Article:
=-=-=

Updating Beliefs with Evidence
Bayes' theorem isn't just a one-time calculation—it's a process. As new evidence arrives, we continuously update our beliefs. This sequential updating is fundamental to how AI systems learn and adapt.
The Bayesian Update Process
- Start with a prior belief
- Observe new evidence
- Calculate the posterior using Bayes' theorem
- The posterior becomes the new prior
- Repeat when more evidence arrives
Prior₁ → Evidence₁ → Posterior₁ = Prior₂ → Evidence₂ → Posterior₂ → ...
Sequential Updates Example
Let's track how our belief about a coin evolves as we flip it.
Initial belief (prior): The coin is fair, P(Heads) = 0.5
Observation 1: First flip is Heads
We don't actually need fancy math here—one head doesn't tell us much. But let's say we're slightly more inclined to think the coin might favor heads:
- P(biased toward heads | 1 head) slightly increases
Observation 2: Second flip is also Heads
Two heads in a row. Now we're a bit more suspicious:
- P(biased toward heads | 2 heads) increases more
Observation 3-10: Eight more heads!

=-=-=

Raw data:
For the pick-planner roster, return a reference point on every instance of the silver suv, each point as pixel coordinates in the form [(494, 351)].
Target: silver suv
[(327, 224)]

=-=-=

Work to complete:
[a] List the steps of the Bayesian update process given in the text on updating beliefs with evidence.
[b] In the coin example in the text on updating beliefs with evidence, what is the initial prior belief?

Solutions per task:
[a]
- Start with a prior belief
- Observe new evidence
- Calculate the posterior using Bayes' theorem
- The posterior becomes the new prior
- Repeat when more evidence arrives

[b] The coin is fair, with P(Heads) = 0.5.